> SUPPLIED RECORDS:
■ ■ ■ ■ ■ ■ ■

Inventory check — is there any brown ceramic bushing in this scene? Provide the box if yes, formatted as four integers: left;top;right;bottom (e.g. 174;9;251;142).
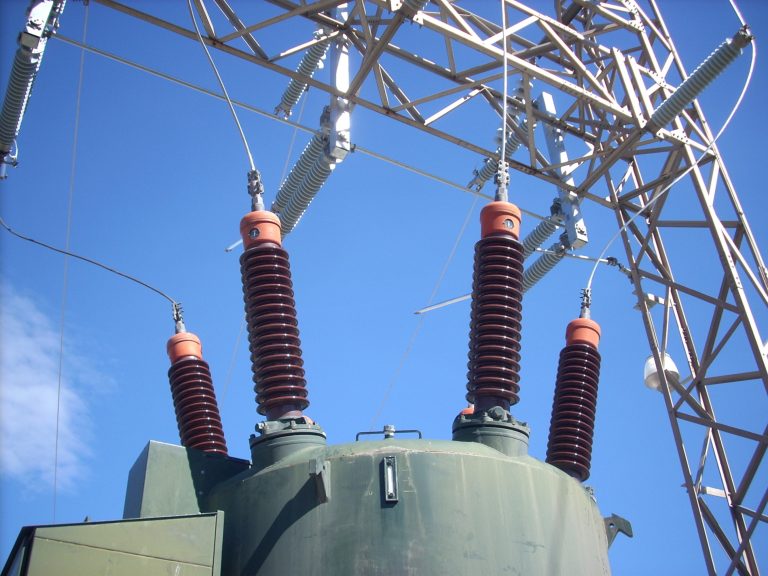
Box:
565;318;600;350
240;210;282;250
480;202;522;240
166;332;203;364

■ ■ ■ ■ ■ ■ ■

> WRITTEN TASK: Can you render all of the material above as a numbered list, without blank lines and without the pictures?

> SOLVED EXERCISE:
1. Inventory check — is there any brown ceramic bushing in this scene? Provide the box if yes, formatted as four integers: left;top;right;bottom (e.g. 174;9;251;142).
2. Box:
3. 565;318;600;350
4. 240;210;282;250
5. 480;202;522;240
6. 166;332;203;364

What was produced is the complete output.